┏━━

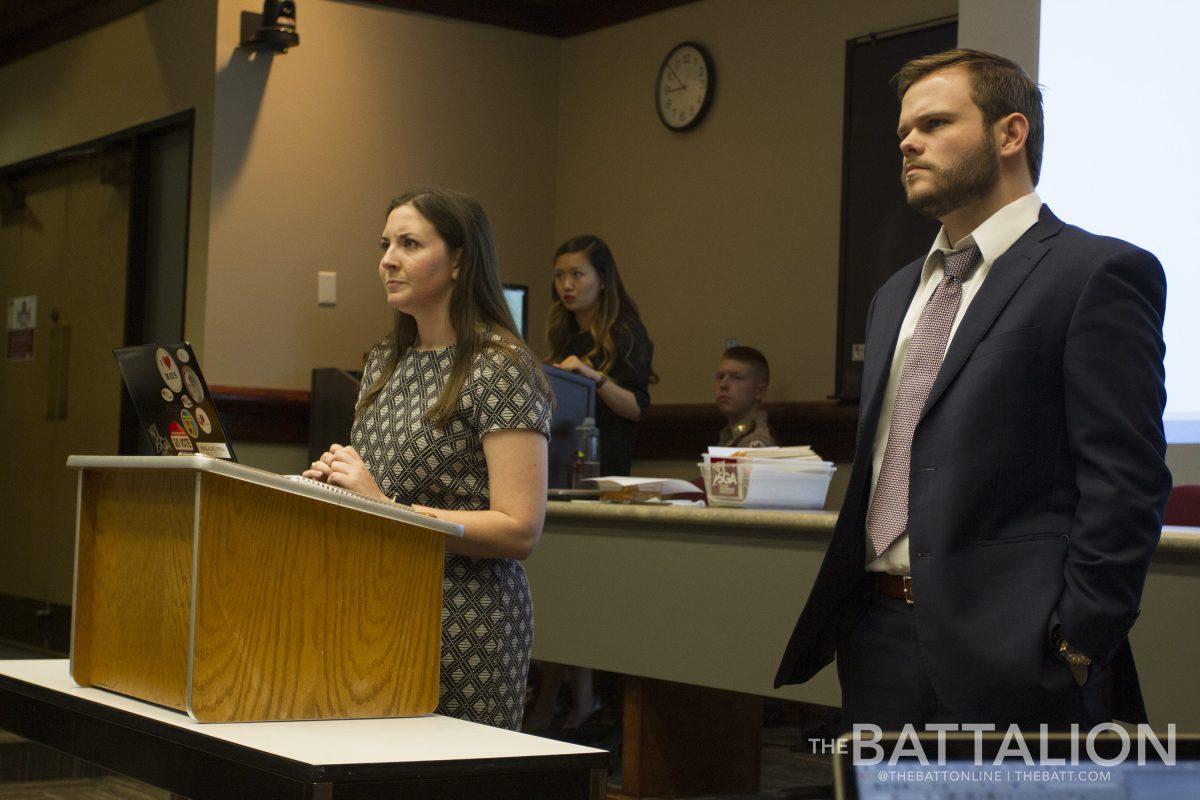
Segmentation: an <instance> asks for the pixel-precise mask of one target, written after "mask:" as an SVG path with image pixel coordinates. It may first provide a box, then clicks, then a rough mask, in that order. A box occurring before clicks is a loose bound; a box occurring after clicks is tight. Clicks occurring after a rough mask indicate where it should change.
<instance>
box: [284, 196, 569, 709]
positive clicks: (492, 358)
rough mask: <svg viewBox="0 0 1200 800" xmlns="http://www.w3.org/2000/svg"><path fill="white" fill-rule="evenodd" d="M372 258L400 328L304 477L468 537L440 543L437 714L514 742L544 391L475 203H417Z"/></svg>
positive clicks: (426, 198) (374, 346)
mask: <svg viewBox="0 0 1200 800" xmlns="http://www.w3.org/2000/svg"><path fill="white" fill-rule="evenodd" d="M379 245H380V248H382V249H383V257H382V258H380V260H379V277H380V279H382V282H383V284H384V290H385V293H386V297H388V305H389V306H391V308H392V309H394V312H395V321H394V327H392V331H391V333H390V335H388V336H386V337H384V338H383V339H380V341H379V342H378V343H376V345H374V347H373V348H372V350H371V353H370V355H368V356H367V361H366V365H365V367H364V377H362V387H361V390H360V393H359V401H358V405H356V408H355V419H354V427H353V429H352V433H350V446H341V445H336V444H335V445H330V447H329V451H328V452H325V453H324V455H323V456H322V457H320V459H319V461H317V462H313V463H312V465H311V469H308V470H307V471H305V475H306V476H307V477H313V479H317V480H325V481H329V482H330V483H332V485H336V486H341V487H343V488H347V489H352V491H355V492H360V493H362V494H367V495H372V497H377V498H388V499H392V500H396V501H398V503H404V504H408V505H413V506H415V507H416V509H418V510H421V511H430V512H432V513H434V515H436V516H437V517H439V518H442V519H449V521H451V522H456V523H460V524H462V525H463V530H464V536H463V537H462V539H458V537H454V536H450V537H448V539H446V551H448V554H446V561H445V577H444V584H443V585H444V591H443V607H442V682H440V697H439V702H438V709H437V711H438V714H445V715H449V716H455V717H461V718H466V720H470V721H473V722H481V723H485V724H492V726H497V727H504V728H511V729H517V728H518V727H520V726H521V716H522V711H523V703H524V687H526V678H527V674H528V669H529V652H530V649H532V646H533V608H532V603H530V597H529V587H528V584H527V582H526V575H524V570H523V567H522V566H521V559H524V558H526V557H527V555H529V553H530V552H532V551H533V548H534V546H535V545H536V542H538V539H539V536H540V535H541V528H542V523H544V518H545V513H546V471H547V467H546V443H547V440H548V437H550V419H551V403H550V389H548V386H547V385H546V379H545V377H544V374H542V372H541V369H540V368H539V366H538V362H536V360H535V359H534V356H533V354H532V353H530V351H529V349H528V348H527V347H526V345H524V343H523V342H522V341H521V338H520V337H518V336H517V335H516V333H515V332H514V331H515V325H514V324H512V318H511V315H510V313H509V311H508V306H506V303H505V302H504V295H503V291H502V289H500V282H499V277H498V270H497V258H496V246H494V242H493V240H492V231H491V225H490V223H488V221H487V217H486V216H485V213H484V209H482V207H481V206H480V205H479V203H478V201H476V200H475V199H473V198H470V197H468V196H466V194H461V193H458V192H451V191H444V190H437V188H416V190H412V191H409V192H407V193H404V194H403V196H401V197H398V198H396V199H394V200H392V201H391V204H390V205H389V207H388V219H386V224H385V227H384V230H383V236H382V239H380V242H379Z"/></svg>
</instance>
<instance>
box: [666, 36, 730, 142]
mask: <svg viewBox="0 0 1200 800" xmlns="http://www.w3.org/2000/svg"><path fill="white" fill-rule="evenodd" d="M684 47H691V48H695V50H696V52H697V53H700V58H702V59H703V60H704V71H706V72H707V73H708V91H707V92H706V94H704V100H703V101H702V102H701V104H700V112H698V113H697V114H696V116H694V118H692V119H691V121H689V122H688V124H686V125H680V126H678V127H676V126H674V125H671V124H670V122H668V121H667V120H666V118H665V116H662V107H661V106H660V104H659V86H661V85H662V73H664V72H665V71H666V68H667V62H668V61H670V60H671V56H672V55H674V54H676V50H678V49H680V48H684ZM715 94H716V67H715V66H714V65H713V56H712V54H710V53H709V52H708V48H707V47H704V46H703V44H701V43H700V42H679V43H678V44H676V46H674V47H672V48H671V49H670V50H667V54H666V56H665V58H664V59H662V64H660V65H659V73H658V76H655V78H654V110H655V112H656V113H658V115H659V121H660V122H662V125H664V127H666V128H667V130H668V131H674V132H677V133H682V132H683V131H690V130H691V128H694V127H696V126H697V125H700V124H701V122H702V121H703V120H704V118H706V116H707V115H708V109H709V108H710V107H712V104H713V96H714V95H715Z"/></svg>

┗━━

### PROBLEM REQUIREMENTS
What the reply must contain is an exact transcription of the data above and none of its pictures.

### EXERCISE ANSWER
Segmentation: an <instance> asks for the pixel-precise mask of one target, written after "mask:" as an SVG path with image pixel coordinates. It may first provide a box, then clicks, then a rough mask, in that order. A box occurring before clicks is a loose bound; a box occurring after clicks is tight. Clicks occurring after a rough mask indicate where it should change.
<instance>
box: [284, 196, 569, 709]
positive clicks: (492, 358)
rough mask: <svg viewBox="0 0 1200 800" xmlns="http://www.w3.org/2000/svg"><path fill="white" fill-rule="evenodd" d="M372 258L400 328L304 477L468 537L440 543L437 714L514 742L544 391L475 203H417Z"/></svg>
positive clicks: (426, 198) (374, 346)
mask: <svg viewBox="0 0 1200 800" xmlns="http://www.w3.org/2000/svg"><path fill="white" fill-rule="evenodd" d="M379 245H380V248H382V249H383V257H382V258H380V260H379V277H380V279H382V282H383V284H384V290H385V293H386V297H388V305H389V306H391V308H392V309H394V312H395V321H394V327H392V331H391V333H390V335H388V336H386V337H384V338H383V339H380V341H379V342H378V343H376V345H374V347H373V348H372V350H371V353H370V355H368V356H367V361H366V365H365V367H364V377H362V387H361V390H360V393H359V401H358V405H356V408H355V419H354V427H353V429H352V433H350V446H341V445H336V444H335V445H330V447H329V451H328V452H325V453H324V455H323V456H322V457H320V459H319V461H317V462H313V463H312V465H311V469H308V470H307V471H305V475H306V476H307V477H313V479H317V480H325V481H329V482H330V483H332V485H336V486H341V487H343V488H347V489H352V491H355V492H360V493H362V494H367V495H372V497H377V498H388V499H392V500H396V501H398V503H404V504H408V505H413V506H415V507H416V509H418V510H421V511H430V512H432V513H434V515H436V516H437V517H439V518H442V519H449V521H451V522H456V523H460V524H462V525H463V530H464V536H463V537H462V539H458V537H454V536H450V537H448V539H446V551H448V554H446V561H445V577H444V584H443V585H444V591H443V607H442V682H440V697H439V702H438V709H437V711H438V714H445V715H449V716H455V717H461V718H466V720H470V721H473V722H481V723H485V724H492V726H497V727H504V728H511V729H517V728H518V727H520V726H521V716H522V711H523V703H524V687H526V678H527V674H528V669H529V652H530V649H532V646H533V608H532V603H530V597H529V587H528V584H527V582H526V575H524V570H523V567H522V566H521V559H524V558H526V557H527V555H529V553H530V552H532V551H533V548H534V546H535V545H536V542H538V539H539V536H540V535H541V528H542V523H544V518H545V513H546V471H547V467H546V443H547V440H548V437H550V419H551V403H550V389H548V386H547V385H546V379H545V377H544V374H542V372H541V369H540V368H539V366H538V362H536V360H535V359H534V356H533V354H532V353H530V351H529V349H528V348H527V347H526V345H524V343H523V342H522V341H521V338H520V337H518V336H517V335H516V333H515V332H514V331H515V325H514V324H512V318H511V315H510V313H509V311H508V306H506V303H505V302H504V295H503V291H502V289H500V282H499V277H498V270H497V258H496V246H494V242H493V240H492V231H491V225H490V223H488V221H487V217H486V216H485V213H484V209H482V207H481V206H480V205H479V203H478V201H476V200H475V199H473V198H470V197H468V196H466V194H461V193H458V192H451V191H444V190H437V188H416V190H412V191H409V192H407V193H404V194H403V196H401V197H398V198H396V199H394V200H392V201H391V204H390V205H389V207H388V219H386V224H385V227H384V230H383V236H382V239H380V242H379Z"/></svg>
</instance>
<instance>
box: [666, 36, 730, 142]
mask: <svg viewBox="0 0 1200 800" xmlns="http://www.w3.org/2000/svg"><path fill="white" fill-rule="evenodd" d="M684 47H691V48H695V50H696V52H697V53H700V58H702V59H703V60H704V71H706V72H707V73H708V91H707V92H706V94H704V100H703V101H702V102H701V104H700V112H698V113H697V114H696V116H694V118H692V119H691V121H689V122H688V124H686V125H680V126H678V127H676V126H674V125H671V124H670V122H668V121H667V120H666V118H665V116H662V107H661V106H660V104H659V86H661V85H662V73H664V72H665V71H666V68H667V62H668V61H670V60H671V56H672V55H674V54H676V50H678V49H680V48H684ZM715 94H716V67H715V66H714V65H713V56H712V54H710V53H709V52H708V48H707V47H704V46H703V44H701V43H700V42H679V43H678V44H676V46H674V47H672V48H671V49H670V50H667V54H666V56H665V58H664V59H662V64H660V65H659V73H658V76H655V78H654V110H655V112H656V113H658V115H659V121H660V122H662V125H664V127H666V128H667V130H668V131H674V132H677V133H682V132H683V131H690V130H691V128H694V127H696V126H697V125H700V124H701V122H702V121H703V120H704V118H706V116H707V115H708V109H709V108H710V107H712V104H713V96H714V95H715Z"/></svg>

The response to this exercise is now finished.